■ **TUGAS WAJIB**:
**a.** Tuliskan ulang secara persis bagian dari berita tentang petani Pundenrejo, antara "AKSI: Petani Pundenrejo" dan "MAIDAH /JOGLO JATENG)", termasuk kedua batas tersebut.
**b.** Jawablah pertanyaan berikut berdasarkan berita tentang petani Pundenrejo:
(i) Kegiatan apa yang mendahului audiensi para petani di Kantor DPRD?
(ii) Pada tanggal berapa Hak Guna Usaha PT LPI berakhir?
(iii) Izin apa yang diminta agar tidak diterbitkan oleh Badan Pertanahan Nasional untuk PT LPI?
**c.** Teruskan berita tentang petani Pundenrejo, dimulai setelah kalimat terakhir yang ditampilkan.

■ **PETIKAN**:
********************

Pati  

Petani Pundenrejo Desak DPRD Kembalikan Tanah dari PT LPI

AKSI: Petani Pundenrejo bersama kuasa hokum menyuarakan tuntutan pengembalian hak atas tanah di depan DPRD Kabupaten Pati pada Senin 20 Januari 2025. (NUR MAIDAH /JOGLO JATENG)

PATI, Joglo Jateng – Puluhan petani Desa Pundenrejo, Kabupaten Pati, mendatangi Kantor DPRD untuk melakukan audiensi, didahului dengan istighosah dan doa bersama. Mereka menuntut pengembalian hak atas tanah yang diduga dirampas oleh PT LPI. Konflik agraria ini terus menjadi persoalan serius yang belum menemui jalan keluar.

Kuasa hukum petani, Nimerodi Gulo, menyampaikan bahwa secara hukum PT LPI tidak lagi memiliki hak atas tanah tersebut. Ia menjelaskan bahwa Hak Guna Usaha (HGU) PT LPI telah berakhir pada 27 September 2024. Oleh karena itu, menurut hukum, tanah tersebut seharusnya kembali kepada negara. “Tanah itu bukan lagi milik PT LPI. Negara yang berwenang menentukan peruntukannya, dan kami mendesak agar tanah ini diberikan kepada petani yang memang berhak,” tegas Nimerodi.

Lebih lanjut, ia menyebut bahwa PT LPI telah melakukan pelanggaran hukum berupa penelantaran tanah. “Jika tanah tersebut tidak digunakan sesuai peruntukannya, itu adalah pelanggaran hukum. Negara seharusnya tidak memberikan hak penggunaan lagi kepada PT LPI, dan DPRD harus memastikan hal ini,” tambahnya. Ia juga meminta agar Badan Pertanahan Nasional (BPN) tidak menerbitkan izin hak pakai baru untuk PT LPI.

********************

■ **MATERI TAMPILAN**:
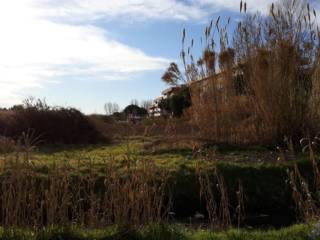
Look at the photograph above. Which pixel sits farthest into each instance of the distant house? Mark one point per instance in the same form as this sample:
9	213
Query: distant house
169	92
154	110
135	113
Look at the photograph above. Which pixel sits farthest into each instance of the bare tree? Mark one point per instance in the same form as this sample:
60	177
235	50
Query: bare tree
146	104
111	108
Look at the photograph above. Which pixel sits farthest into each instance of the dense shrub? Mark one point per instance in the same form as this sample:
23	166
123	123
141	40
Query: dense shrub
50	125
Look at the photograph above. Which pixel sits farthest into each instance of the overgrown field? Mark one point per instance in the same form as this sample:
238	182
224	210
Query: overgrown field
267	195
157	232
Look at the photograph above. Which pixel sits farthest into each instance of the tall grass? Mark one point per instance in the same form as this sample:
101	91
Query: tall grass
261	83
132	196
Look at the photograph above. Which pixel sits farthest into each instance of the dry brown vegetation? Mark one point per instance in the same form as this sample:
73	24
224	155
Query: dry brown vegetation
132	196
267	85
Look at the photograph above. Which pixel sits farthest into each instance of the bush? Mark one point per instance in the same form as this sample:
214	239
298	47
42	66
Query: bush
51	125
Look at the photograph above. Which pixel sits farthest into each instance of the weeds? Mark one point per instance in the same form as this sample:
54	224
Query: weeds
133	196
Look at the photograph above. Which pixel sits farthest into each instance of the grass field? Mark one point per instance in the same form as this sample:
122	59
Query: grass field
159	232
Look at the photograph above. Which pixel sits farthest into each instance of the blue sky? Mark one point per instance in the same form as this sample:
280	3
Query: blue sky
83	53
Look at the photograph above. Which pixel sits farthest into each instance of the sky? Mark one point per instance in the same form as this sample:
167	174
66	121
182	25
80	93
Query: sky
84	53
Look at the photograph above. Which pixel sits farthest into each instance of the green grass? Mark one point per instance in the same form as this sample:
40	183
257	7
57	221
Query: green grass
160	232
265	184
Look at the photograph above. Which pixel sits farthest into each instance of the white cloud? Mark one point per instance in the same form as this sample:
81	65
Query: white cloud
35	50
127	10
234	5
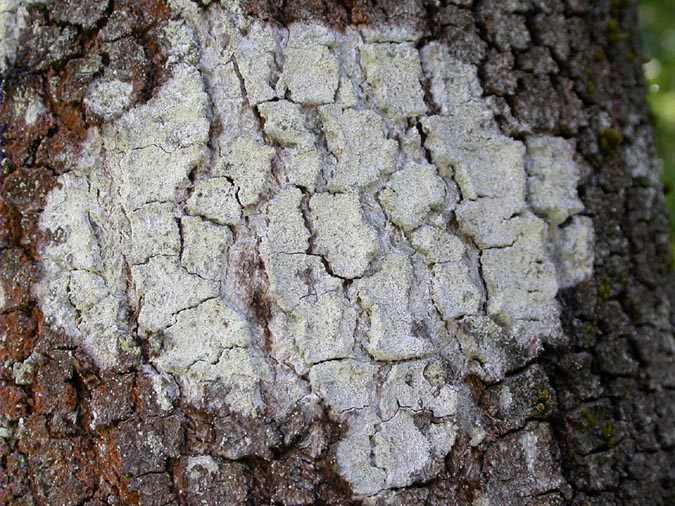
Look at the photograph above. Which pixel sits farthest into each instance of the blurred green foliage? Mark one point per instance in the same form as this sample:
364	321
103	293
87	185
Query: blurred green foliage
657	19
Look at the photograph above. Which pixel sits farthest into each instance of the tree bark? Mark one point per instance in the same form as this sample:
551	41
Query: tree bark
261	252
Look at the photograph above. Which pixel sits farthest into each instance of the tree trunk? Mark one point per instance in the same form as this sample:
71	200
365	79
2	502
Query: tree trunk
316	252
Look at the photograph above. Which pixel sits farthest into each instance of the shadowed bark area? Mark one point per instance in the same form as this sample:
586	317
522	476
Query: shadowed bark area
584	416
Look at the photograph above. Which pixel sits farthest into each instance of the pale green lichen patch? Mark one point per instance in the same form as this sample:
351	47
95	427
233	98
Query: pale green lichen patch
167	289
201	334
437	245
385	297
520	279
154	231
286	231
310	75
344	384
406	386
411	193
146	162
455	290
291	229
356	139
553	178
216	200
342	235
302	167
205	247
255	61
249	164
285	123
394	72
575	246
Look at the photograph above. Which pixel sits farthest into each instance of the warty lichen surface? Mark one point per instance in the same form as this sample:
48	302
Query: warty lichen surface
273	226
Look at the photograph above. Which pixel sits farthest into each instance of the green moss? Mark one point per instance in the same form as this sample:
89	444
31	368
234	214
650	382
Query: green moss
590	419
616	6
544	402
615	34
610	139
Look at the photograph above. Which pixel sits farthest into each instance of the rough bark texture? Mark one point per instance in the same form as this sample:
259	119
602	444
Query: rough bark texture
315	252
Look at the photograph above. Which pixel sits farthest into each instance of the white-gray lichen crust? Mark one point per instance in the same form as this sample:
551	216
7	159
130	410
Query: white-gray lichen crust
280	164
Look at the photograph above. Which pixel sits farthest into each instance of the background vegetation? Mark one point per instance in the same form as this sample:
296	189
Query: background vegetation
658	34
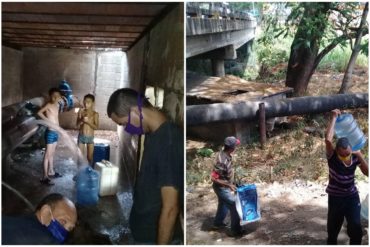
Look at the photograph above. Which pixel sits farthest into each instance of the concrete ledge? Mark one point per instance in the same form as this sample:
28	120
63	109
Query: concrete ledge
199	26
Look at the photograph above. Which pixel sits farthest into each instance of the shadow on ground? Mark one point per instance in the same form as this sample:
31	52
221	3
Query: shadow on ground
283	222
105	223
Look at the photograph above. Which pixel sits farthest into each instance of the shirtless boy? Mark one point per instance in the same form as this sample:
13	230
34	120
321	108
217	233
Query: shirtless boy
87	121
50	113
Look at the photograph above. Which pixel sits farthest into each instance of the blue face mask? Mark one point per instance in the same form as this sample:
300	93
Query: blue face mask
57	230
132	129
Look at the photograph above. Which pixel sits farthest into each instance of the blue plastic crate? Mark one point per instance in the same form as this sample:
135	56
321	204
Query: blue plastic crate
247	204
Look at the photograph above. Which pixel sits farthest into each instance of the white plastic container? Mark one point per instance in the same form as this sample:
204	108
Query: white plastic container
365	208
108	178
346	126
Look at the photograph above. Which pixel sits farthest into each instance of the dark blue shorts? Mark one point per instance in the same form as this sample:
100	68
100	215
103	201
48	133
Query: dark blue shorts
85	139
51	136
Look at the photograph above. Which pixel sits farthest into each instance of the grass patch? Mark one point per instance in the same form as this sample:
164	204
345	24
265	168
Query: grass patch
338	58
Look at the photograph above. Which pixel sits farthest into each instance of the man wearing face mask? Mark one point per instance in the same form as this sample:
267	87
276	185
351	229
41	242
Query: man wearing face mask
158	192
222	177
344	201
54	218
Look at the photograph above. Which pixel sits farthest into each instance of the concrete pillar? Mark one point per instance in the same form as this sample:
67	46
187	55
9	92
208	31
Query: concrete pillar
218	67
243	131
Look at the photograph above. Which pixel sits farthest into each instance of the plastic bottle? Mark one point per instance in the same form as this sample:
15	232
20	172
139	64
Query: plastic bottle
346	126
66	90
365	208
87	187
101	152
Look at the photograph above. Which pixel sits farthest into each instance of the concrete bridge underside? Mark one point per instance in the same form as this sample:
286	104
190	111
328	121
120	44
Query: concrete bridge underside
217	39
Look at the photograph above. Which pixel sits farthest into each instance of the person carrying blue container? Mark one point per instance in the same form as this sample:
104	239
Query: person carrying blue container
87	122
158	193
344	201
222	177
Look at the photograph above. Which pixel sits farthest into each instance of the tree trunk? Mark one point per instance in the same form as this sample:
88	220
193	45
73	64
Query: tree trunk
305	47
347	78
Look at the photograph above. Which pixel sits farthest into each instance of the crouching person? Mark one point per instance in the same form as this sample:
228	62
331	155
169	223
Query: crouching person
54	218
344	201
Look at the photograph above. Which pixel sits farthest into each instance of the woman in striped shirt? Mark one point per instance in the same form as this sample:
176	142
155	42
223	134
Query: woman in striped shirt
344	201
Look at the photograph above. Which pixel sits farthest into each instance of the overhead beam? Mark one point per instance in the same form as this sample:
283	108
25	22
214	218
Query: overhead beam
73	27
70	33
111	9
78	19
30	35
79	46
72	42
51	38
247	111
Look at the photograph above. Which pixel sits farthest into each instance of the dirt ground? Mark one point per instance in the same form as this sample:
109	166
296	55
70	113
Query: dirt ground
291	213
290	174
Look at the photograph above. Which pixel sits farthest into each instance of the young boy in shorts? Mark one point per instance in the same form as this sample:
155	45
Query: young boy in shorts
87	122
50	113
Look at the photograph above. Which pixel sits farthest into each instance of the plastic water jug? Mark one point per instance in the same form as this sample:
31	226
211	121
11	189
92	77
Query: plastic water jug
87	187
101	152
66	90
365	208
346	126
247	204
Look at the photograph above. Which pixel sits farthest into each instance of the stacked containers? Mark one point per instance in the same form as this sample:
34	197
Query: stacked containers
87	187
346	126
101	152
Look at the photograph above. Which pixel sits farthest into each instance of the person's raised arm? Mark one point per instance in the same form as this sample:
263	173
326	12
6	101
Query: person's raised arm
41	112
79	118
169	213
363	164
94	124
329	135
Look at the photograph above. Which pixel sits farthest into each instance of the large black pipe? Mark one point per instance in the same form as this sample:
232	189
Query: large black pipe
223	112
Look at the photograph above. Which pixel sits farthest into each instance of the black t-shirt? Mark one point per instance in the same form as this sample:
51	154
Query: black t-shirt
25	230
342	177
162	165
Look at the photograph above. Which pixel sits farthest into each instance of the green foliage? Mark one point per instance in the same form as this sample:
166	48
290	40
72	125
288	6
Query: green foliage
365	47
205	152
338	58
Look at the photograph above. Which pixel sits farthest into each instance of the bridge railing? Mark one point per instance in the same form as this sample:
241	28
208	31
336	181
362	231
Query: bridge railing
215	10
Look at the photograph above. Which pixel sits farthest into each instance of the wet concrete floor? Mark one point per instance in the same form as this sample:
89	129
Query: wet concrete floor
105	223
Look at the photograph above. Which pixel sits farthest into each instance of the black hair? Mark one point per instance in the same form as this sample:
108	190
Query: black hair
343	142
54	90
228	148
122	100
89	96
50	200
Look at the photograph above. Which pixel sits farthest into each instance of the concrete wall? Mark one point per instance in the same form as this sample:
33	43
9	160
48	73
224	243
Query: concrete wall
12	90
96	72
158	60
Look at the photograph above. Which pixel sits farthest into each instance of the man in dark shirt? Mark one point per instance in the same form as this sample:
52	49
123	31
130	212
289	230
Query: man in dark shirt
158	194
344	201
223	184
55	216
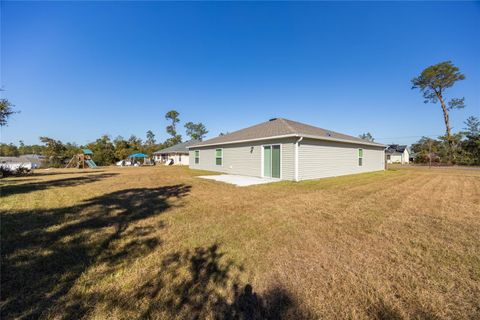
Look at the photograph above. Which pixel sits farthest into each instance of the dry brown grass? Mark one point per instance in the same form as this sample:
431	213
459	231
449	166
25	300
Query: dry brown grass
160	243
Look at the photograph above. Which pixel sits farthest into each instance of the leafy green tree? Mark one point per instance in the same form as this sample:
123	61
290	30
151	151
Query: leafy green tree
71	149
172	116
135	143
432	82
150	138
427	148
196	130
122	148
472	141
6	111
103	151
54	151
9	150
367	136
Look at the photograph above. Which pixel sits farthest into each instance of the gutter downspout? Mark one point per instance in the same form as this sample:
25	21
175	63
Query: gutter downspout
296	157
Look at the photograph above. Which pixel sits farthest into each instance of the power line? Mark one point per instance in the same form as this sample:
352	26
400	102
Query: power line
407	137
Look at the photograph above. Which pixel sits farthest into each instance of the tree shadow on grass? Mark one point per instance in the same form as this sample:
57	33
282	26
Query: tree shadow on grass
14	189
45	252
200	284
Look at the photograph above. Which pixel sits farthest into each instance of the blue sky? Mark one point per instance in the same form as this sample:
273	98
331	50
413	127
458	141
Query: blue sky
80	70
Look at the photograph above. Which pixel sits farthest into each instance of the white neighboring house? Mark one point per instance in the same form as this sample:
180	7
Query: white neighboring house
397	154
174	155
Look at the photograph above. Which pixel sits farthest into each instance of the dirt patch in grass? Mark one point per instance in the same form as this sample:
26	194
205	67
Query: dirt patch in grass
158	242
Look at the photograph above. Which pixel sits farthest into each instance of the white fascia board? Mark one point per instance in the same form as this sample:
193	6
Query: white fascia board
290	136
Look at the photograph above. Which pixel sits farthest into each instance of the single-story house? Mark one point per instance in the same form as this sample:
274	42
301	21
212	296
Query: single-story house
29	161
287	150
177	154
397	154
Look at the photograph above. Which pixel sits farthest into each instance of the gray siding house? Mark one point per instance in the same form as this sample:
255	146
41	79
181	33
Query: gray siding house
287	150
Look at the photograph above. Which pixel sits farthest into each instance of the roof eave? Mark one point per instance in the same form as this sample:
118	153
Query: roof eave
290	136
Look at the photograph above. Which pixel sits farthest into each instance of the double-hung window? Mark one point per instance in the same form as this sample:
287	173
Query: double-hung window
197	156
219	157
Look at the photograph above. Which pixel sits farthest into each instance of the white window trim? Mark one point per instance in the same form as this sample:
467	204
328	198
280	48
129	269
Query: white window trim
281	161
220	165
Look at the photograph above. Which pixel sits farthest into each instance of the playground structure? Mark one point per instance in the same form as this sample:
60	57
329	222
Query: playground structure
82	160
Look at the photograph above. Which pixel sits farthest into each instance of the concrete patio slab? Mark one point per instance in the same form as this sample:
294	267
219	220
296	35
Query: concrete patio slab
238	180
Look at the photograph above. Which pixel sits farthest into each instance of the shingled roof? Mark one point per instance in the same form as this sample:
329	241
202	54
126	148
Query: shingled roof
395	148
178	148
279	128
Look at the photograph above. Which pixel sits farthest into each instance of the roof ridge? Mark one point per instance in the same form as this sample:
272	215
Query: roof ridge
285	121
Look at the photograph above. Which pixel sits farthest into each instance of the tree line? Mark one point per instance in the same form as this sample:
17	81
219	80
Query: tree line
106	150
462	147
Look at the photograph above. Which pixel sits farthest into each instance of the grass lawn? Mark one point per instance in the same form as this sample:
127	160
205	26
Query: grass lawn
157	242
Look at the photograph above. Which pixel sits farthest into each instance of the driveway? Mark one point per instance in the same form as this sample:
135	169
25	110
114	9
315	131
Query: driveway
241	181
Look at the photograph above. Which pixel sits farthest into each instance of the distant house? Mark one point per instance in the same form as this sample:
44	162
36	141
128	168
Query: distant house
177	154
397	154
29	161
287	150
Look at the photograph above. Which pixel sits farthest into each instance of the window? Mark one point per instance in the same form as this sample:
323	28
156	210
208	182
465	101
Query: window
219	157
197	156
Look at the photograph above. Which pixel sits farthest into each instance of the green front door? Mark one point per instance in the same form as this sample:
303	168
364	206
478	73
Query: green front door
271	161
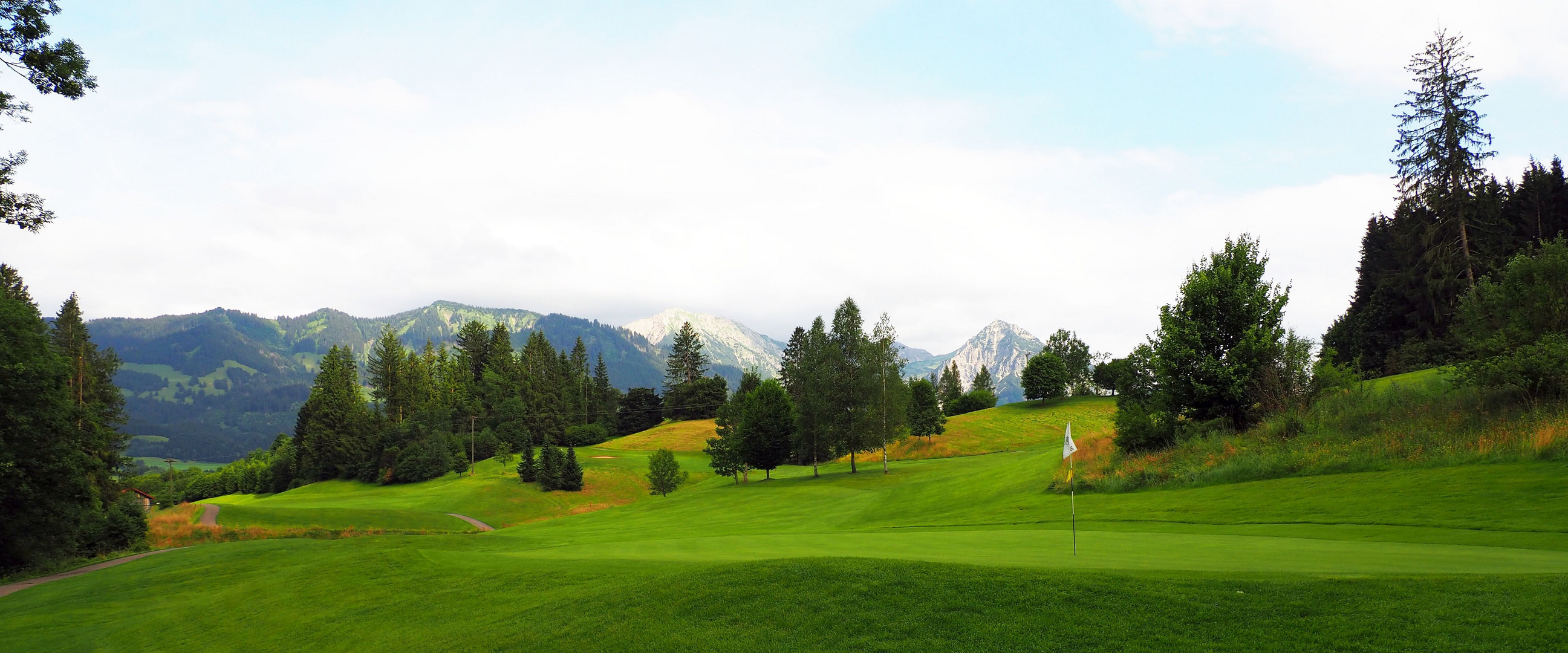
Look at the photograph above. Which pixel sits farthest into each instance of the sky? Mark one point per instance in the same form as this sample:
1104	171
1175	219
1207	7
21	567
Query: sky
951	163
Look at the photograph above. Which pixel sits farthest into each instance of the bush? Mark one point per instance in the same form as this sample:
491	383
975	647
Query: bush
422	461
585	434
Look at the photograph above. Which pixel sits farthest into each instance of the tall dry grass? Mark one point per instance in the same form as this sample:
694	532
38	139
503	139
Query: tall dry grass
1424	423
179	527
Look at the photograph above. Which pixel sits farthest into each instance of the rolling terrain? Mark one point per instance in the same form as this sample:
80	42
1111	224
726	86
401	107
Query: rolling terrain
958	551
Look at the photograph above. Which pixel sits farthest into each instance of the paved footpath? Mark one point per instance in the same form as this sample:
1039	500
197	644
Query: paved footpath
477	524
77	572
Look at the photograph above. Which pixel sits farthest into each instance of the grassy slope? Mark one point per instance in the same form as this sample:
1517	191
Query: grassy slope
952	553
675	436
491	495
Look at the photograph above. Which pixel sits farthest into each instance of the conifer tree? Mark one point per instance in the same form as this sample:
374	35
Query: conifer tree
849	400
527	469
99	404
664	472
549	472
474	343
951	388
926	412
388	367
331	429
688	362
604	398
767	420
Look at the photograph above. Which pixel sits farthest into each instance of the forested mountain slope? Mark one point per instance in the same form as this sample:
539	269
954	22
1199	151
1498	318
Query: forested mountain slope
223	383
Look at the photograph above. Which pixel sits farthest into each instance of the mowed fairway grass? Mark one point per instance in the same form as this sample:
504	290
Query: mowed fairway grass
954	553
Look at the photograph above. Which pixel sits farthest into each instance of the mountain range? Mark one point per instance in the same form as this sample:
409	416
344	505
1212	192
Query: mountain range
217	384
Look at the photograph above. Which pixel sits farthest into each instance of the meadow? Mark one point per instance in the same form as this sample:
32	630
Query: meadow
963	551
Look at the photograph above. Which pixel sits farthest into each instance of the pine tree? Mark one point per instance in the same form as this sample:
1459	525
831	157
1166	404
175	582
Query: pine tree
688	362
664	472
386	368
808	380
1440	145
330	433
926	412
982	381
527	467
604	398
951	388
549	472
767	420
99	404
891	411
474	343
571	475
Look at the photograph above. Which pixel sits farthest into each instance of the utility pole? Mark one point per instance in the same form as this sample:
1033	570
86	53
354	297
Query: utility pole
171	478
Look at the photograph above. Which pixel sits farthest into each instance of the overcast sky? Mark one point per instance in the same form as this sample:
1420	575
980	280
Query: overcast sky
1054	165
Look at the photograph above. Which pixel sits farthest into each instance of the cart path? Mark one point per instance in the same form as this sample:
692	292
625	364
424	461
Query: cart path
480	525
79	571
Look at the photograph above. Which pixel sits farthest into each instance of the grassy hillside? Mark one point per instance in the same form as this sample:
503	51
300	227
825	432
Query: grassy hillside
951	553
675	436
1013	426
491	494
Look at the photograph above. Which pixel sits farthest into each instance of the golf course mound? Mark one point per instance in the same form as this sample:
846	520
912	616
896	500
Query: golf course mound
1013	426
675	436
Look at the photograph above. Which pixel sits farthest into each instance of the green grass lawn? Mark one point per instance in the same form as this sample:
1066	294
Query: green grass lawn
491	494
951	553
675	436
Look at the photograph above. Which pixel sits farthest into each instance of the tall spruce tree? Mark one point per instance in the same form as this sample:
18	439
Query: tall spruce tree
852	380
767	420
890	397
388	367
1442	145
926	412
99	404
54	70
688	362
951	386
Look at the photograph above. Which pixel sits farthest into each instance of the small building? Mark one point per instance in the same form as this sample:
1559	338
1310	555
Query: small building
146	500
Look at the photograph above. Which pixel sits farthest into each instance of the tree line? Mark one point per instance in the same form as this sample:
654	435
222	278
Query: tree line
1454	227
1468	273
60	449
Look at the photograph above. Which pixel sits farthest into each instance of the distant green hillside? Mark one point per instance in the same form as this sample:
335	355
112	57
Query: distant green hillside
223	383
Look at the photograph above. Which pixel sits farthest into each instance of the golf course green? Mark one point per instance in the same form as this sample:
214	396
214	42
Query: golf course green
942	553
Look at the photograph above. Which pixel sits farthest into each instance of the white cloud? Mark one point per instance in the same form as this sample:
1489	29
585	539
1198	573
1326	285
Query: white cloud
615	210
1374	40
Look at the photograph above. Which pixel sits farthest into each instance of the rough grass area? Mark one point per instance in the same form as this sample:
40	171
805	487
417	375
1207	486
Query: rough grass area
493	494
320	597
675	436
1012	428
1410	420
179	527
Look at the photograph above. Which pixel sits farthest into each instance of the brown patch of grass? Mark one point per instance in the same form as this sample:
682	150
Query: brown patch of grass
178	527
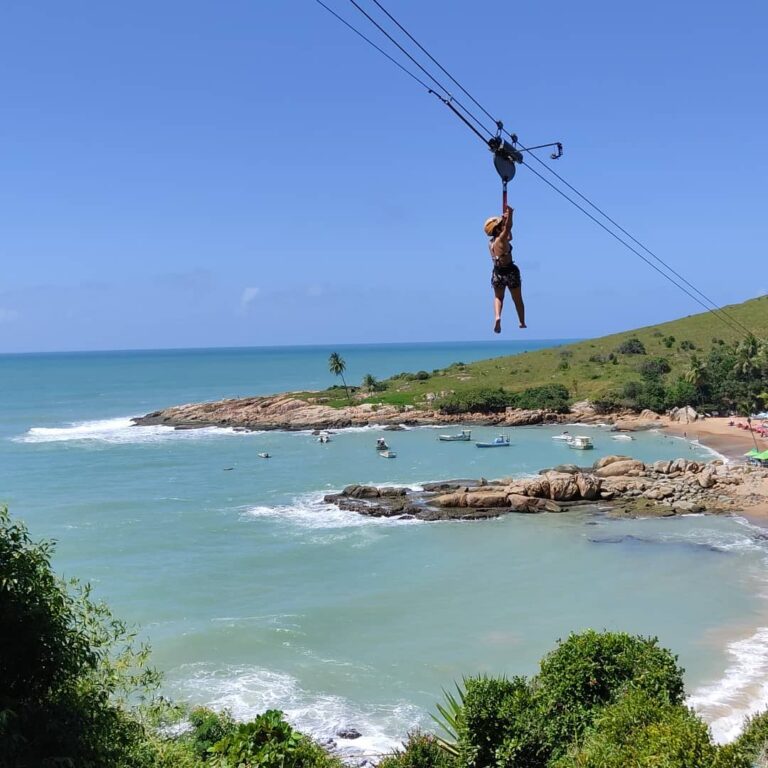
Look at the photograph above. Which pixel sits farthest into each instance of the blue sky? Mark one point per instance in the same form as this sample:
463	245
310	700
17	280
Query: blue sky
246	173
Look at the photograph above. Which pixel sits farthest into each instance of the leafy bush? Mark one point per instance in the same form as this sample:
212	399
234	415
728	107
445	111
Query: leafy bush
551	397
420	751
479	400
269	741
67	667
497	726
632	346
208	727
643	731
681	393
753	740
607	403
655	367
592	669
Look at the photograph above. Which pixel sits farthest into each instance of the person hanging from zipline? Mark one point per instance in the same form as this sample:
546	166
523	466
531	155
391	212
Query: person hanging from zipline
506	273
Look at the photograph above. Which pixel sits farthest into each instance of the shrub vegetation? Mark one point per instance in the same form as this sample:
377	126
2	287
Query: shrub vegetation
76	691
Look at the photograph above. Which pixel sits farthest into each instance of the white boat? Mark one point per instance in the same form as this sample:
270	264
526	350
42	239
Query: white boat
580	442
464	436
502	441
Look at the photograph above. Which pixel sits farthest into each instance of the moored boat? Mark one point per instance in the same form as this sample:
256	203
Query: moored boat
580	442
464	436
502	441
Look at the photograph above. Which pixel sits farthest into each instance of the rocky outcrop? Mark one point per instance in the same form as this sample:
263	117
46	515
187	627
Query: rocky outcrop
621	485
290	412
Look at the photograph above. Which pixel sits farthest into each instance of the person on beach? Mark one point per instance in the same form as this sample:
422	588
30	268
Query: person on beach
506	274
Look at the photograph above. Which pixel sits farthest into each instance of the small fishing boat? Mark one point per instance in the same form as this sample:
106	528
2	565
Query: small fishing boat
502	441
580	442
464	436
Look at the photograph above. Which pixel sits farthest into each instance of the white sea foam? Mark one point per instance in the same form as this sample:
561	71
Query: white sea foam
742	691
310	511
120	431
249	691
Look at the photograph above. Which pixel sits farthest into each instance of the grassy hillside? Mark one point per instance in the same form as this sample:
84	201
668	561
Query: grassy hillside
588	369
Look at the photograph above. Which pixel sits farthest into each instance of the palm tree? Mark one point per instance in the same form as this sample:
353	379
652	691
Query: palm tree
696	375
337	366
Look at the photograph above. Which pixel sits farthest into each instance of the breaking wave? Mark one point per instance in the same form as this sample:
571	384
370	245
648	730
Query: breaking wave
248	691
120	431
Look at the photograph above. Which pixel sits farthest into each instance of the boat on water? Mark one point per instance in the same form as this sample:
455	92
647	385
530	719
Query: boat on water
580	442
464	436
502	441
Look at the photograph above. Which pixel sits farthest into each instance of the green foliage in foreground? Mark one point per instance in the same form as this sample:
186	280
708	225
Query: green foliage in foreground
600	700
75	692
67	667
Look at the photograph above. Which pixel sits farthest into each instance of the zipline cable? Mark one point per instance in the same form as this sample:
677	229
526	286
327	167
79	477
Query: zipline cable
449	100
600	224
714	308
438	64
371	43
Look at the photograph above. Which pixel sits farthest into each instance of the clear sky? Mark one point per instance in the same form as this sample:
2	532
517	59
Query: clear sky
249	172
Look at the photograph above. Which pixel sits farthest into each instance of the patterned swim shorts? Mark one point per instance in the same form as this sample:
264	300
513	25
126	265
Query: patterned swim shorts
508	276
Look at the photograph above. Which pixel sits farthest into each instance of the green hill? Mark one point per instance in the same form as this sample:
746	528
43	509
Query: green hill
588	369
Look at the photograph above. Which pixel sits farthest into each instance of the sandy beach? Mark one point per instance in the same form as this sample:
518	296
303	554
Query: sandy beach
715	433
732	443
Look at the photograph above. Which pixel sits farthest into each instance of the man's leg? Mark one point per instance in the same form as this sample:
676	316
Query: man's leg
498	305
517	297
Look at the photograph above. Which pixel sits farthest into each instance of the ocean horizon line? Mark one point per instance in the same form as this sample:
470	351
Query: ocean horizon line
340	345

********************

■ **JAWABAN LATIHAN**:
**a.**
AKSI: Petani Pundenrejo bersama kuasa hokum menyuarakan tuntutan pengembalian hak atas tanah di depan DPRD Kabupaten Pati pada Senin 20 Januari 2025. (NUR MAIDAH /JOGLO JATENG)

**b.**
(i) Istighosah dan doa bersama.
(ii) 27 September 2024.
(iii) Izin hak pakai baru.

**c.**
Dalam audiensi ini, petani juga menyuarakan pengalaman mereka saat berhadapan dengan PT LPI. Zainuddin, salah satu petani, mengungkapkan bahwa ia pernah dipaksa menandatangani dokumen yang mengakui tanah tersebut sebagai milik PT LPI. “Waktu itu ada pertemuan dengan pihak perusahaan, kami didampingi aparat polisi dan TNI. Karena takut, saya terpaksa tanda tangan, padahal saya sangat keberatan,” ungkapnya.

Zainuddin juga membantah klaim PT LPI yang menyebut telah memberikan tali asih kepada 77 warga. Menurutnya, hanya 33 orang yang menerima, dan itu pun dengan cara yang dipaksakan. “Sebagian besar petani tidak menerima tali asih itu. Kami ingin hak atas tanah kami, bukan kompensasi yang dipaksakan,” tegasnya.

Kuasa hukum juga menekankan bahwa tanah adalah hak dasar bagi petani untuk mempertahankan hidup. “Petani baru disebut petani kalau punya lahan. Negara punya kewajiban untuk memastikan rakyatnya, terutama petani, memiliki akses ke lahan untuk memenuhi kebutuhan hidupnya,” ujar Nimerodi.

Ia menambahkan, perjuangan ini bukan hanya untuk petani Pundenrejo, tetapi juga menjadi simbol perjuangan melawan ketidakadilan agraria. “Kami akan terus berjuang agar tanah ini benar-benar dikembalikan kepada petani. PT LPI tidak berhak lagi menggunakan tanah ini untuk kepentingan apapun,” tutupnya.

Audiensi ini diharapkan menghasilkan keputusan konkret dari DPRD Kabupaten Pati untuk mendukung tuntutan para petani. Mereka juga berharap pemerintah berpihak pada kepentingan rakyat kecil dan tidak lagi membiarkan tanah jatuh ke tangan korporasi besar. (cr7)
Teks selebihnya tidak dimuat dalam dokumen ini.